**Supplied material**
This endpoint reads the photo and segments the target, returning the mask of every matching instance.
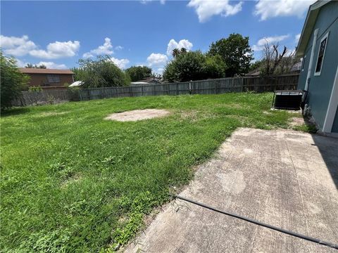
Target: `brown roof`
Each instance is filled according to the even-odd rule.
[[[74,72],[69,70],[53,70],[53,69],[39,69],[20,67],[20,71],[25,74],[73,74]]]

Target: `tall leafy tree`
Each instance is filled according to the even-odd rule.
[[[224,77],[226,65],[219,56],[200,51],[180,53],[165,67],[163,78],[169,82],[187,82]]]
[[[173,49],[173,57],[175,58],[180,54],[180,49],[174,48]]]
[[[243,74],[248,72],[250,62],[254,59],[252,50],[249,45],[249,37],[239,34],[231,34],[227,39],[213,42],[208,54],[220,56],[227,68],[226,77]]]
[[[146,66],[132,66],[125,70],[132,82],[139,81],[149,77],[151,74],[151,68]]]
[[[18,98],[20,91],[25,89],[30,80],[27,75],[23,74],[16,65],[16,60],[6,57],[0,51],[1,58],[1,109],[12,106],[12,101]]]
[[[123,86],[130,84],[129,76],[108,56],[98,56],[96,60],[80,59],[79,65],[83,70],[83,87]]]

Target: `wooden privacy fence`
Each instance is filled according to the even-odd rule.
[[[124,87],[44,90],[24,91],[15,105],[69,100],[160,95],[218,94],[228,92],[265,92],[296,89],[299,74],[271,77],[239,77],[160,84],[139,84]]]

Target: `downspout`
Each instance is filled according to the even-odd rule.
[[[312,42],[312,48],[311,48],[311,55],[310,56],[310,62],[308,63],[308,74],[306,75],[306,82],[305,84],[304,90],[306,92],[308,90],[308,84],[310,83],[311,80],[311,70],[312,70],[312,65],[313,63],[313,55],[315,54],[315,44],[317,43],[317,36],[318,35],[318,28],[317,28],[315,32],[313,32],[313,41]],[[304,101],[306,102],[306,101]]]

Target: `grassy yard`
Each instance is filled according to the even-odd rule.
[[[1,249],[96,252],[125,244],[237,128],[287,128],[299,117],[270,111],[271,100],[270,93],[150,96],[1,115]],[[172,114],[104,120],[146,108]]]

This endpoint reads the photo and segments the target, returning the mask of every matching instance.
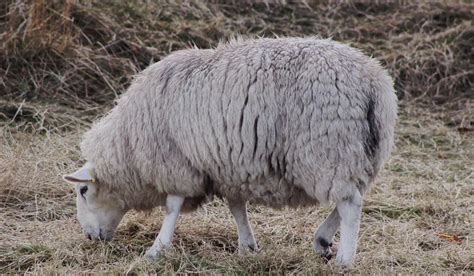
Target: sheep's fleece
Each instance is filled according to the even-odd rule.
[[[219,196],[272,207],[367,190],[393,145],[392,79],[330,39],[234,39],[138,74],[81,150],[128,208]]]

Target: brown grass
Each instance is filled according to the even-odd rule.
[[[221,201],[183,215],[174,248],[155,263],[140,256],[160,210],[128,214],[110,243],[80,233],[73,189],[60,176],[82,162],[78,143],[91,120],[170,51],[237,33],[333,36],[396,79],[397,148],[366,197],[351,272],[474,273],[473,6],[236,2],[0,4],[0,273],[341,272],[311,250],[329,207],[251,206],[261,250],[244,257]]]

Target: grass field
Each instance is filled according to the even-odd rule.
[[[474,7],[235,2],[0,5],[0,273],[341,272],[311,246],[332,206],[251,206],[260,251],[246,256],[219,200],[182,215],[174,248],[153,263],[141,255],[159,209],[127,214],[109,243],[81,233],[61,175],[83,162],[78,144],[91,121],[151,62],[241,33],[333,36],[395,78],[396,148],[366,195],[350,272],[474,274]]]

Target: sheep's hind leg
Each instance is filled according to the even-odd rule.
[[[178,219],[184,197],[168,195],[166,197],[166,215],[161,225],[160,233],[153,245],[147,250],[145,256],[150,259],[158,257],[164,249],[171,246],[176,220]]]
[[[326,220],[324,220],[324,222],[318,227],[318,230],[314,233],[313,250],[316,254],[321,255],[327,260],[332,257],[332,239],[339,228],[340,222],[341,217],[337,212],[337,208],[334,208],[331,214],[329,214]]]
[[[237,224],[237,232],[239,236],[239,254],[246,251],[257,251],[257,243],[252,233],[249,220],[247,218],[247,202],[243,200],[229,200],[229,209],[234,216]]]
[[[337,203],[337,211],[341,217],[341,242],[337,250],[336,264],[350,267],[357,249],[362,196],[357,191],[351,198]]]

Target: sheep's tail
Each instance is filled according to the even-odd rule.
[[[394,144],[394,129],[397,119],[397,96],[393,80],[385,70],[378,70],[367,106],[369,134],[365,151],[373,160],[374,177],[390,155]]]

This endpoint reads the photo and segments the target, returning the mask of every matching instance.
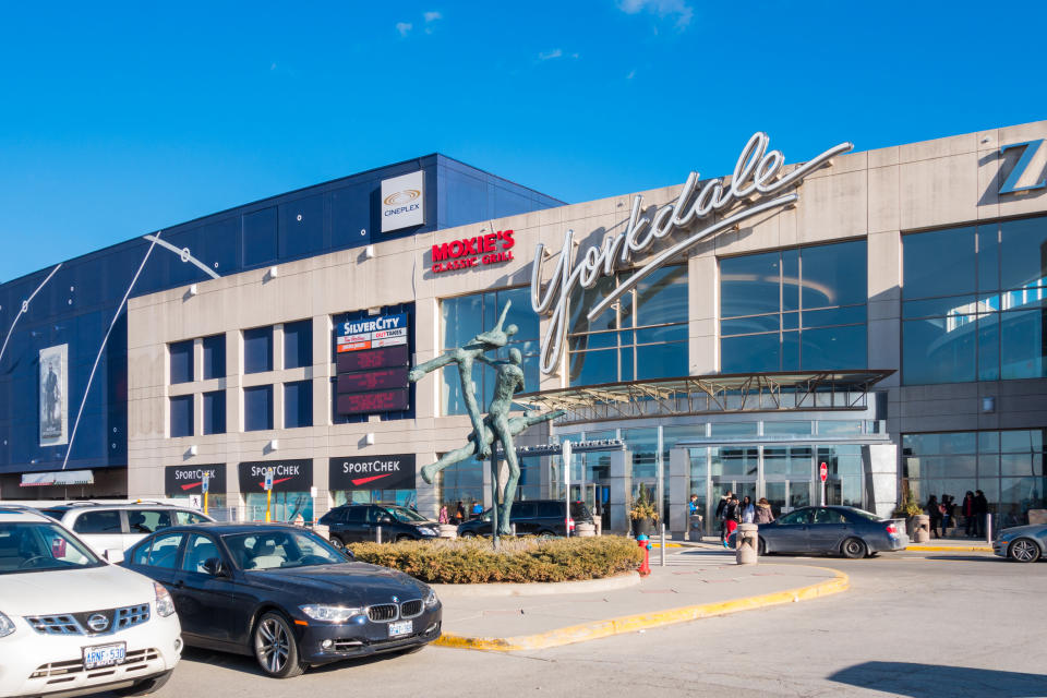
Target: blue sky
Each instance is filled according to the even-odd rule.
[[[795,161],[1036,121],[1045,20],[912,0],[12,4],[0,280],[432,152],[579,202],[726,173],[756,130]]]

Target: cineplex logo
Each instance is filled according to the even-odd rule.
[[[769,142],[766,133],[753,134],[734,166],[730,183],[725,183],[724,178],[717,178],[705,182],[699,189],[698,172],[691,172],[676,202],[659,208],[653,218],[640,217],[640,202],[643,197],[637,194],[633,198],[633,213],[625,229],[616,236],[605,238],[600,245],[593,245],[585,252],[579,250],[577,258],[571,257],[575,231],[568,230],[564,234],[559,260],[544,292],[542,262],[545,258],[545,245],[538,243],[534,266],[531,269],[531,305],[535,313],[551,317],[545,336],[542,337],[542,373],[555,372],[561,361],[563,338],[567,332],[567,299],[575,287],[592,288],[601,276],[611,276],[619,267],[628,267],[634,254],[642,254],[657,241],[669,238],[674,232],[688,231],[686,238],[655,254],[645,266],[624,278],[603,300],[588,309],[588,317],[592,322],[654,269],[705,238],[730,230],[754,216],[795,203],[799,194],[782,192],[799,184],[805,177],[827,165],[834,156],[854,147],[852,143],[841,143],[798,165],[790,173],[779,177],[785,156],[781,151],[768,151]],[[773,198],[768,198],[771,196]],[[720,220],[690,231],[699,221],[713,214],[720,214]]]
[[[512,230],[498,230],[476,238],[434,244],[433,274],[466,269],[481,264],[512,262],[513,253],[509,250],[515,244]]]

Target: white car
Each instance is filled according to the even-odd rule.
[[[174,603],[118,562],[50,518],[0,505],[0,697],[135,696],[167,682],[182,651]]]
[[[41,507],[40,512],[76,533],[99,555],[128,550],[164,528],[214,521],[202,512],[160,503],[74,502]]]

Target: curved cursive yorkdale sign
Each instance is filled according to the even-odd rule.
[[[601,276],[611,276],[619,267],[628,266],[633,255],[642,254],[657,241],[678,230],[694,228],[696,224],[714,214],[721,215],[719,220],[665,248],[631,276],[623,279],[617,288],[589,309],[589,320],[595,320],[641,279],[705,238],[729,230],[754,216],[792,204],[799,198],[799,194],[786,190],[799,184],[805,177],[827,165],[834,156],[854,147],[852,143],[841,143],[780,177],[785,156],[781,151],[768,151],[769,142],[766,133],[753,134],[738,156],[730,183],[725,183],[724,178],[717,178],[699,189],[698,172],[691,172],[676,201],[659,208],[652,218],[640,217],[640,202],[643,197],[637,194],[633,197],[633,213],[625,230],[605,238],[601,244],[593,245],[583,253],[579,251],[577,260],[573,260],[570,254],[575,231],[568,230],[564,234],[559,261],[544,292],[542,262],[545,245],[538,243],[531,270],[531,306],[535,313],[551,317],[545,336],[542,337],[542,373],[553,373],[559,362],[563,339],[567,332],[567,300],[576,287],[592,288]]]

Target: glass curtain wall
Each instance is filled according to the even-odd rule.
[[[902,382],[1047,376],[1047,217],[902,239]]]
[[[720,261],[724,373],[865,369],[865,240]]]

**Description of the task**
Copy the records from the line holding "Target: glass curtain wall" through the end of the records, both ends included.

**Correct response**
Target: glass curtain wall
Each instance is filled according to the even-odd rule.
[[[902,382],[1047,376],[1047,217],[902,239]]]
[[[720,261],[724,373],[865,369],[865,240]]]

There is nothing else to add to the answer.